TASK GOAL:
Recast the lines of the records below as a Markdown table, from the line containing "of the silver" through the end of the records. Use the columns Row and Text, number each line in Row, and skip any blank lines.

Excerpts of pointing data
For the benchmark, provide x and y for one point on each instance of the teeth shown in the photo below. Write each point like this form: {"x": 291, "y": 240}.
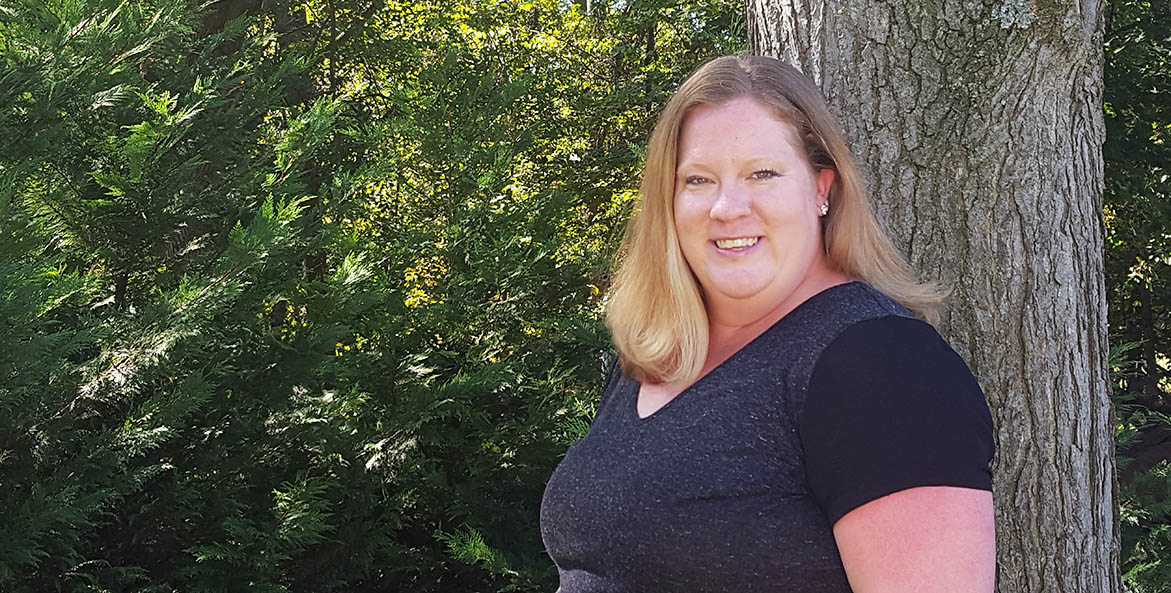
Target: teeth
{"x": 731, "y": 244}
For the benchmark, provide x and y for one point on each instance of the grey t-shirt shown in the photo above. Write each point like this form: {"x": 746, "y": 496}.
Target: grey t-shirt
{"x": 733, "y": 485}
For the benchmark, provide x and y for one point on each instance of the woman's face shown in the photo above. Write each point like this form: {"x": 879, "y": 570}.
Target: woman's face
{"x": 746, "y": 205}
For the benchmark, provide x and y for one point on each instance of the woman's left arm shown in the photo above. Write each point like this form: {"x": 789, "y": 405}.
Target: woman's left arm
{"x": 924, "y": 539}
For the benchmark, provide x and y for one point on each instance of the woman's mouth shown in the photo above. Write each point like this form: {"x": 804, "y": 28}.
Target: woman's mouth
{"x": 737, "y": 244}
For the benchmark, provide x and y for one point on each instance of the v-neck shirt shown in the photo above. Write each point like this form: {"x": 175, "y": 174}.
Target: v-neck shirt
{"x": 733, "y": 484}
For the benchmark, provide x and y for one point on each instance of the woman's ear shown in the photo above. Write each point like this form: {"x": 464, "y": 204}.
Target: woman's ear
{"x": 824, "y": 182}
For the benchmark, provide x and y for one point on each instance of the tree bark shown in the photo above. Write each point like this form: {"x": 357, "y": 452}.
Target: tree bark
{"x": 979, "y": 128}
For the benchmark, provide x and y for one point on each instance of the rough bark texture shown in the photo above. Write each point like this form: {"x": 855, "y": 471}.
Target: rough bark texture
{"x": 978, "y": 125}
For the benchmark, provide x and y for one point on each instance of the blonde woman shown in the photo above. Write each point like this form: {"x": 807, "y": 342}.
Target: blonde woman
{"x": 783, "y": 417}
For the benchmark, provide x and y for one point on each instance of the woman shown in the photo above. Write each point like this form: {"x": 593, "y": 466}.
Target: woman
{"x": 781, "y": 418}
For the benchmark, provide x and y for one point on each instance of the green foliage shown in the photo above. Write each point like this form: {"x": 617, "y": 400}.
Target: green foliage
{"x": 1138, "y": 279}
{"x": 305, "y": 295}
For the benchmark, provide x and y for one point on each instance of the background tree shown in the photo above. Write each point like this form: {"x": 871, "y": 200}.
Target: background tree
{"x": 303, "y": 295}
{"x": 980, "y": 127}
{"x": 1138, "y": 278}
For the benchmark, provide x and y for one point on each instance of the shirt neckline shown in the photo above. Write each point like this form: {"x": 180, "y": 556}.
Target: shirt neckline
{"x": 632, "y": 401}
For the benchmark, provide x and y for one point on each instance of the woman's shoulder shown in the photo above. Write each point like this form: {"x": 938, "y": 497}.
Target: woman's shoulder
{"x": 891, "y": 406}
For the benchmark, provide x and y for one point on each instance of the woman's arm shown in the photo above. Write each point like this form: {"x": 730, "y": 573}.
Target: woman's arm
{"x": 926, "y": 539}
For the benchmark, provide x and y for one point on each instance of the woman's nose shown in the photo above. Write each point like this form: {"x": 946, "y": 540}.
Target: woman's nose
{"x": 731, "y": 202}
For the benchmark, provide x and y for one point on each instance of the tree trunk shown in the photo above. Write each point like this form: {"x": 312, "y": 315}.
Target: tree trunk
{"x": 979, "y": 128}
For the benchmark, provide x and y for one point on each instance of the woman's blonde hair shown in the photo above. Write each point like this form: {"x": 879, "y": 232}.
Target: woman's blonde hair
{"x": 655, "y": 309}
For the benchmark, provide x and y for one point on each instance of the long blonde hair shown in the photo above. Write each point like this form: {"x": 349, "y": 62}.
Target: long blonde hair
{"x": 655, "y": 308}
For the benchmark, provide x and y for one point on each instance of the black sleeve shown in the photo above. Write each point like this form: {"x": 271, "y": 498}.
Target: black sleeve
{"x": 889, "y": 407}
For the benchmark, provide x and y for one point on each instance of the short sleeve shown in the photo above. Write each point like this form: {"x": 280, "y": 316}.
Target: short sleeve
{"x": 889, "y": 407}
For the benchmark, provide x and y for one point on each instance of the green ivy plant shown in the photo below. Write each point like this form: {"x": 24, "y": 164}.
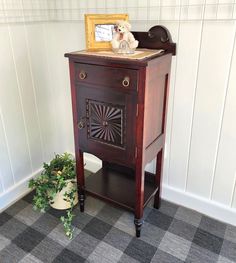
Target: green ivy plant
{"x": 52, "y": 180}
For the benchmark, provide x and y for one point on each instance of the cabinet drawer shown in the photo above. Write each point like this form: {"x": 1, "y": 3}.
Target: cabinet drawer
{"x": 106, "y": 76}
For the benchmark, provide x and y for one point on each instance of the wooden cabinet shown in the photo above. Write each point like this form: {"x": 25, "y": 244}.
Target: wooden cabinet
{"x": 119, "y": 113}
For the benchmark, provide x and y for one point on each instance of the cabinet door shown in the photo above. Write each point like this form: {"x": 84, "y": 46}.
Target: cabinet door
{"x": 106, "y": 123}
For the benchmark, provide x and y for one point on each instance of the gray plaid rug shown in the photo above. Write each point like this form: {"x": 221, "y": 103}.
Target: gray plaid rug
{"x": 105, "y": 234}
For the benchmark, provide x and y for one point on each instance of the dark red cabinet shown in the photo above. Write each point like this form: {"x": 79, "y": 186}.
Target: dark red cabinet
{"x": 119, "y": 113}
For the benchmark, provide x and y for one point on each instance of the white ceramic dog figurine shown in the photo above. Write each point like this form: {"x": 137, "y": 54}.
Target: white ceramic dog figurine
{"x": 123, "y": 33}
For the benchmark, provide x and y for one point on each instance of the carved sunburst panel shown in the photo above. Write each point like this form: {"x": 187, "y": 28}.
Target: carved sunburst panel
{"x": 106, "y": 122}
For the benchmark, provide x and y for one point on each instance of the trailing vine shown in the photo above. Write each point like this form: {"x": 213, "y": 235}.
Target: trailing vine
{"x": 55, "y": 176}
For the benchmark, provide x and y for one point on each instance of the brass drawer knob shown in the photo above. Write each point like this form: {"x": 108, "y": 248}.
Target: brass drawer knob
{"x": 126, "y": 81}
{"x": 82, "y": 75}
{"x": 82, "y": 123}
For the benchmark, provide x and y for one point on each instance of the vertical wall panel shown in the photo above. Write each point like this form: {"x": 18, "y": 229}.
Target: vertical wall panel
{"x": 7, "y": 177}
{"x": 212, "y": 80}
{"x": 44, "y": 97}
{"x": 1, "y": 183}
{"x": 226, "y": 165}
{"x": 184, "y": 99}
{"x": 26, "y": 86}
{"x": 12, "y": 110}
{"x": 174, "y": 29}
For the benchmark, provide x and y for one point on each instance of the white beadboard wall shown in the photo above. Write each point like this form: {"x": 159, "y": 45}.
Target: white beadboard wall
{"x": 35, "y": 109}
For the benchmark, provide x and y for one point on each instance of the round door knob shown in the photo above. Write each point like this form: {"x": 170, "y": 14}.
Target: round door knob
{"x": 82, "y": 75}
{"x": 126, "y": 81}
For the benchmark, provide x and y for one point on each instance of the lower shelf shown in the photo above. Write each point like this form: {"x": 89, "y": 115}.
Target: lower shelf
{"x": 118, "y": 188}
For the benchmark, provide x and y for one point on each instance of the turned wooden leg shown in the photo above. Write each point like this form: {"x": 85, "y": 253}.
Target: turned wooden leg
{"x": 81, "y": 200}
{"x": 138, "y": 225}
{"x": 157, "y": 200}
{"x": 139, "y": 181}
{"x": 80, "y": 178}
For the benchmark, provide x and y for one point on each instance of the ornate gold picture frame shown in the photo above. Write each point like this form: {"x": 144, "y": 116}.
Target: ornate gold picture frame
{"x": 98, "y": 30}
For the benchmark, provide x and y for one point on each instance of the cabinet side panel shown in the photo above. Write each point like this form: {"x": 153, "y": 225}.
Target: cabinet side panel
{"x": 155, "y": 95}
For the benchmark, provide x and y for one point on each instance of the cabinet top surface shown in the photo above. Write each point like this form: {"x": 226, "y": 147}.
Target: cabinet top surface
{"x": 140, "y": 57}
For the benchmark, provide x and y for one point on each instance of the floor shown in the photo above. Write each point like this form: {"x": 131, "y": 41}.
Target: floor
{"x": 105, "y": 234}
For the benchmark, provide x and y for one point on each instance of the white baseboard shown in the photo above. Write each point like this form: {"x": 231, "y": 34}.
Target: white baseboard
{"x": 186, "y": 199}
{"x": 189, "y": 200}
{"x": 16, "y": 192}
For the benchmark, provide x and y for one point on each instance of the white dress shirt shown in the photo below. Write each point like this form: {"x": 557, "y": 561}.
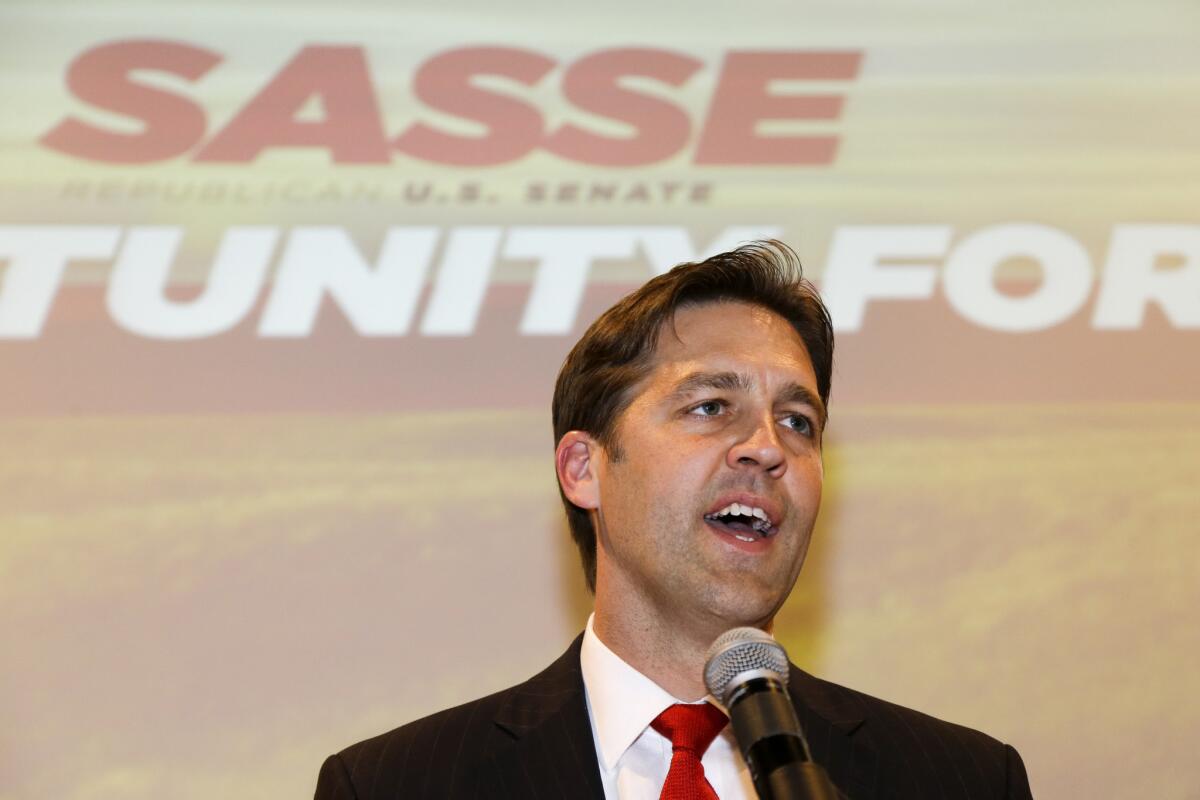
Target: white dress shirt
{"x": 634, "y": 757}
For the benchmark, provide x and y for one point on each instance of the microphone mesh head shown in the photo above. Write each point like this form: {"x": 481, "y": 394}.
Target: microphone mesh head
{"x": 738, "y": 650}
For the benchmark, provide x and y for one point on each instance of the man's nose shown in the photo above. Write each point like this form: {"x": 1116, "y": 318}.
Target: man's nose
{"x": 759, "y": 449}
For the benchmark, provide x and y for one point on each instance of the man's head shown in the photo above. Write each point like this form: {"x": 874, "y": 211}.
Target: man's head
{"x": 747, "y": 335}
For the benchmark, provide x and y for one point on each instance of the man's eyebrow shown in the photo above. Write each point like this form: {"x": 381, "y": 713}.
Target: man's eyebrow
{"x": 797, "y": 394}
{"x": 792, "y": 392}
{"x": 718, "y": 380}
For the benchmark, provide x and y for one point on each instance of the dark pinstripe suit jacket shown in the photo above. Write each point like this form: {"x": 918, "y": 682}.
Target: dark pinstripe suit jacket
{"x": 534, "y": 740}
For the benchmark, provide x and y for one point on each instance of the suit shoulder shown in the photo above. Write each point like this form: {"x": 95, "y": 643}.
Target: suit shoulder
{"x": 427, "y": 756}
{"x": 899, "y": 715}
{"x": 945, "y": 758}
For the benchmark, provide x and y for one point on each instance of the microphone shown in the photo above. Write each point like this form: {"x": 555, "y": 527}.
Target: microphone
{"x": 747, "y": 671}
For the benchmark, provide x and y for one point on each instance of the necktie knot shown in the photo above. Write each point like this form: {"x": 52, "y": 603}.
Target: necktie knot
{"x": 690, "y": 727}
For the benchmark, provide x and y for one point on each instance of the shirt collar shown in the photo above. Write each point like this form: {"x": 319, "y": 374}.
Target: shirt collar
{"x": 623, "y": 701}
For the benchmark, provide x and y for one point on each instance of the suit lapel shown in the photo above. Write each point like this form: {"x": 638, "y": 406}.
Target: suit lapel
{"x": 555, "y": 755}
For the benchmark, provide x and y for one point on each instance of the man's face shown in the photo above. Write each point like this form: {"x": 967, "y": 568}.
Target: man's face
{"x": 708, "y": 511}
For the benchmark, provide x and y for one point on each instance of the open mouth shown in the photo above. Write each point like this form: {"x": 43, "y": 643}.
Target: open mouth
{"x": 743, "y": 522}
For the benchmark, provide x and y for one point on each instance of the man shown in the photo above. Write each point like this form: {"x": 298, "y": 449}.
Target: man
{"x": 689, "y": 422}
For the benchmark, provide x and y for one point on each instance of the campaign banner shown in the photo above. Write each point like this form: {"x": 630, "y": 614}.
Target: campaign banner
{"x": 285, "y": 290}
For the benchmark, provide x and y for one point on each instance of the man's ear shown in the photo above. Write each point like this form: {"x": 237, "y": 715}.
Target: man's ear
{"x": 576, "y": 467}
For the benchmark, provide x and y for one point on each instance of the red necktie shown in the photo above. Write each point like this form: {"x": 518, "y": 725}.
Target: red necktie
{"x": 691, "y": 729}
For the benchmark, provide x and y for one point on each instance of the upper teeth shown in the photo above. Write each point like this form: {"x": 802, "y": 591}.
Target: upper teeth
{"x": 737, "y": 509}
{"x": 761, "y": 523}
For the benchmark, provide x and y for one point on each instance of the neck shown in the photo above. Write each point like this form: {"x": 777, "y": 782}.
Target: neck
{"x": 669, "y": 649}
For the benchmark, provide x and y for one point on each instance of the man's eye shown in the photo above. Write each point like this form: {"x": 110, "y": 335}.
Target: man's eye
{"x": 799, "y": 423}
{"x": 708, "y": 408}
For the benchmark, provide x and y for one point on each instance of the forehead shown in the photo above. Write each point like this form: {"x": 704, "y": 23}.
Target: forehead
{"x": 730, "y": 336}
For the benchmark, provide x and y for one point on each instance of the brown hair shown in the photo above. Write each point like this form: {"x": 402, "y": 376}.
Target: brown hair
{"x": 598, "y": 377}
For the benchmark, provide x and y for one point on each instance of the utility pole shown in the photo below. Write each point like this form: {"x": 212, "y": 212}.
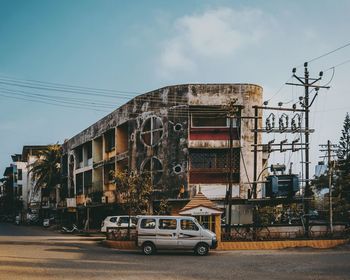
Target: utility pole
{"x": 330, "y": 186}
{"x": 307, "y": 83}
{"x": 330, "y": 148}
{"x": 233, "y": 110}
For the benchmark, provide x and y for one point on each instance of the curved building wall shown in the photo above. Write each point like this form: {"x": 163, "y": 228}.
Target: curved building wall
{"x": 154, "y": 132}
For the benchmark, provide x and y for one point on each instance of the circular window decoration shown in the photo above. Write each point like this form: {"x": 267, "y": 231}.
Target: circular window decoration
{"x": 177, "y": 169}
{"x": 178, "y": 127}
{"x": 153, "y": 167}
{"x": 152, "y": 131}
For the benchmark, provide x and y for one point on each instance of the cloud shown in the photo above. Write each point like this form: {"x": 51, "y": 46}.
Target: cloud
{"x": 214, "y": 34}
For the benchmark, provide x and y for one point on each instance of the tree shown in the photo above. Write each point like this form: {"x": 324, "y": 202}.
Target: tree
{"x": 46, "y": 169}
{"x": 344, "y": 142}
{"x": 342, "y": 174}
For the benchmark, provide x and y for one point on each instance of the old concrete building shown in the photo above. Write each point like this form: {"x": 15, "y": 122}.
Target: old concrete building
{"x": 178, "y": 134}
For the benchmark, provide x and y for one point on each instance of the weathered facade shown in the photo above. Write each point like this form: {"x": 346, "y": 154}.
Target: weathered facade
{"x": 179, "y": 134}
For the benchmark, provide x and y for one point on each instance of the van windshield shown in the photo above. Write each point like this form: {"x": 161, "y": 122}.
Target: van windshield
{"x": 188, "y": 225}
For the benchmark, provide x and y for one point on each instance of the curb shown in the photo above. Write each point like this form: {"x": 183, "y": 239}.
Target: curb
{"x": 250, "y": 245}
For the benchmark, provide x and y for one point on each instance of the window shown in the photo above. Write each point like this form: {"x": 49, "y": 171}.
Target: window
{"x": 108, "y": 173}
{"x": 188, "y": 225}
{"x": 123, "y": 220}
{"x": 19, "y": 190}
{"x": 152, "y": 131}
{"x": 80, "y": 154}
{"x": 148, "y": 223}
{"x": 167, "y": 223}
{"x": 210, "y": 116}
{"x": 89, "y": 149}
{"x": 204, "y": 120}
{"x": 79, "y": 183}
{"x": 154, "y": 168}
{"x": 19, "y": 174}
{"x": 109, "y": 140}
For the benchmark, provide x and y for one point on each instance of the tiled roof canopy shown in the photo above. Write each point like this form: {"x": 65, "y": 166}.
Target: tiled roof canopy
{"x": 200, "y": 200}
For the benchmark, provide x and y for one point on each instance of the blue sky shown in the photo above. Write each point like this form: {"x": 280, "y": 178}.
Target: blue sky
{"x": 138, "y": 46}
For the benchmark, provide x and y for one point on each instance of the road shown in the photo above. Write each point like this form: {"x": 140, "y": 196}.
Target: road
{"x": 34, "y": 253}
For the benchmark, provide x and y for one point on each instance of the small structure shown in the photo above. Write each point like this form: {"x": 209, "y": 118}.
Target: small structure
{"x": 206, "y": 212}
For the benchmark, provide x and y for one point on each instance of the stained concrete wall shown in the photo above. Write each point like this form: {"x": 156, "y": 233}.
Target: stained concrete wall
{"x": 171, "y": 105}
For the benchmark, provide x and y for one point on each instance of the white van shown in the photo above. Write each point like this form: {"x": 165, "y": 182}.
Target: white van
{"x": 173, "y": 232}
{"x": 118, "y": 221}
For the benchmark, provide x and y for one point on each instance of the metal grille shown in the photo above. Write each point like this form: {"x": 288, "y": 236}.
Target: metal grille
{"x": 216, "y": 159}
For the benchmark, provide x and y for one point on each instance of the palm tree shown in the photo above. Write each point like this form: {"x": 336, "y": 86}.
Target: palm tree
{"x": 46, "y": 169}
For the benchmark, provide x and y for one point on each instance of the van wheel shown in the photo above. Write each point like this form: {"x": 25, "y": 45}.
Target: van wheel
{"x": 201, "y": 249}
{"x": 148, "y": 248}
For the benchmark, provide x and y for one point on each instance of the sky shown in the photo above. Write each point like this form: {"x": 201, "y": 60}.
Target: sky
{"x": 131, "y": 47}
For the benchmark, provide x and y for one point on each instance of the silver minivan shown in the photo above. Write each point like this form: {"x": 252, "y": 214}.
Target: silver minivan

RESPONSE FOR THIS EXERCISE:
| Row | Text |
|---|---|
| 1 | For the benchmark, provide x and y for one point on each instance of the silver minivan shown in the photo above. Write each point like this form: {"x": 252, "y": 214}. |
| 2 | Target: silver minivan |